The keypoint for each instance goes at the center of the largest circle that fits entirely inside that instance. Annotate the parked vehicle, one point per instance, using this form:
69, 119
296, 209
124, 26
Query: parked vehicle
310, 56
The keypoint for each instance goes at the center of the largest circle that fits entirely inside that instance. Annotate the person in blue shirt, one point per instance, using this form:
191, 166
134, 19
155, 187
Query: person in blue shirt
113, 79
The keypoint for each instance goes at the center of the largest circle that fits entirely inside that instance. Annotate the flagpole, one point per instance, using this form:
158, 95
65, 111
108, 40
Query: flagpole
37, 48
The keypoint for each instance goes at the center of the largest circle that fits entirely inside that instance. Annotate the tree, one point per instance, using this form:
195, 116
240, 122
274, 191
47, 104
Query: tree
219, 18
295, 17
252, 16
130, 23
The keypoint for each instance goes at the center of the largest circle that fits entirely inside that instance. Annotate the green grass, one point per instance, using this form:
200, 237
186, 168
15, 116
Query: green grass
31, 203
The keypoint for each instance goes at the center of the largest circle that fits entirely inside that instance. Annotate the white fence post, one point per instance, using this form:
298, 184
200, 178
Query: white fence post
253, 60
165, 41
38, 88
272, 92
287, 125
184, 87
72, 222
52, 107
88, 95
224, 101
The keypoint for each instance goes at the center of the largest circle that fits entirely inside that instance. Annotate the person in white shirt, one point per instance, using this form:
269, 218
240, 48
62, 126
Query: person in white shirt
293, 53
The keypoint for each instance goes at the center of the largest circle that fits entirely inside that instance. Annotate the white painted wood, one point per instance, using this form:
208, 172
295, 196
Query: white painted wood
--------------------
◆ **WORK TO COMPLETE**
Within the material above, how many lines include the string "wood"? Give only the number.

◆ **WRITTEN REPLY**
2